Israël avait également mal interprété les actions du Hamas. Le groupe avait négocié des permis pour permettre aux Palestiniens de travailler en Israël, ce que les responsables israéliens ont considéré comme un signe que le Hamas ne cherchait pas la guerre. Mais le Hamas élaborait des plans d’attaque depuis de nombreuses années et les responsables israéliens avaient mis la main sur des versions antérieures de ces plans. Ce qui aurait pu être un coup d’éclat des services de renseignement s’est transformé en l’une des pires erreurs de calcul en 75 ans d’histoire d’Israël.
En septembre 2016, le bureau du ministre de la défense a compilé un mémorandum top secret basé sur une itération beaucoup plus ancienne d’un plan d’attaque du Hamas. Le mémorandum, signé par le ministre de la défense de l’époque, Avigdor Lieberman, indiquait qu’une invasion et une prise d’otages « porteraient gravement atteinte à la conscience et au moral des citoyens d’Israël ». Le mémo, qui a été consulté par le Times, indique que le Hamas a acheté des armes sophistiquées, des brouilleurs GPS et des drones. Il indique également que le Hamas a porté sa force de combat à 27’000 personnes, ayant ajouté 6’000 personnes à ses rangs en l’espace de deux ans. Le Hamas espérait atteindre 40’000 personnes d’ici 2020, selon le mémo.
L’année dernière, après qu’Israël a obtenu le document sur le mur de Jéricho, la division militaire de Gaza a rédigé sa propre évaluation des renseignements sur ce dernier plan d’invasion. Le Hamas avait « décidé de planifier un nouveau raid, d’une ampleur sans précédent », ont écrit les analystes dans l’évaluation examinée par le Times. Le Hamas avait l’intention de mener une opération de tromperie suivie d’une « manœuvre à grande échelle » dans le but de submerger la division. Mais la division de Gaza a qualifié le plan de « boussole ». En d’autres termes, la division a déterminé que le Hamas savait où il voulait aller, mais qu’il n’y était pas encore arrivé.
Le 06 juillet 2023, l’analyste chevronné de l’unité 8200 a écrit à un groupe d’autres experts du renseignement que des dizaines de commandos du Hamas avaient récemment effectué des exercices d’entraînement, sous l’œil de hauts commandants du Hamas. L’entraînement comprenait un exercice d’abattage d’avions israéliens et la prise d’un kibboutz et d’une base d’entraînement militaire, avec la mort de tous les cadets. Au cours de l’exercice, les combattants du Hamas ont utilisé la même phrase du Coran qui figurait en haut du plan d’attaque du mur de Jéricho, a-t-elle écrit dans les échanges de courriels consultés par le Times. L’analyste a averti que l’exercice suivait de près le plan du mur de Jéricho et que le Hamas se donnait les moyens de l’exécuter. Le colonel de la division de Gaza a applaudi l’analyse, mais a déclaré que l’exercice faisait partie d’un scénario « totalement imaginatif », et non d’une indication de la capacité du Hamas à le mettre en œuvre. « En bref, attendons patiemment« , a écrit le colonel.

Données extraites |
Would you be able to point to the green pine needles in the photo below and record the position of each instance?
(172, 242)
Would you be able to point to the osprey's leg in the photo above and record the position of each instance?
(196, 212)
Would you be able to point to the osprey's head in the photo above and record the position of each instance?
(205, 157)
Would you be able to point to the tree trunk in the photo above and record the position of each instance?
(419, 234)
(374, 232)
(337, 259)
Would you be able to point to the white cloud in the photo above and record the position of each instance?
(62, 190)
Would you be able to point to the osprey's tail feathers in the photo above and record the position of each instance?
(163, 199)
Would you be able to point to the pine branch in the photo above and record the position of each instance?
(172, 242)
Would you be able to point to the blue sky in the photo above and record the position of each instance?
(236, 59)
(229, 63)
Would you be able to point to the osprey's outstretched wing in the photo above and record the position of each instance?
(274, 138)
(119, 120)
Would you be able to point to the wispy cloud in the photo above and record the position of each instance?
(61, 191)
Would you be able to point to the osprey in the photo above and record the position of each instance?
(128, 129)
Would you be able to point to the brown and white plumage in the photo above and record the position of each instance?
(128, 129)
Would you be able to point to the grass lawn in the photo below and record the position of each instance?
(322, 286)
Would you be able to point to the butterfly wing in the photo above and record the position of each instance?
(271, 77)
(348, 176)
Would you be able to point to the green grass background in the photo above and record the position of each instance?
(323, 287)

Énoncé |
Dans l'extrait sur les plans d'attaque du Hamas, indiquez quel effectif le Hamas espérait atteindre d'ici 2020 selon le mémo de septembre 2016.

Solution détaillée |
Le Hamas espérait atteindre 40’000 personnes d'ici 2020.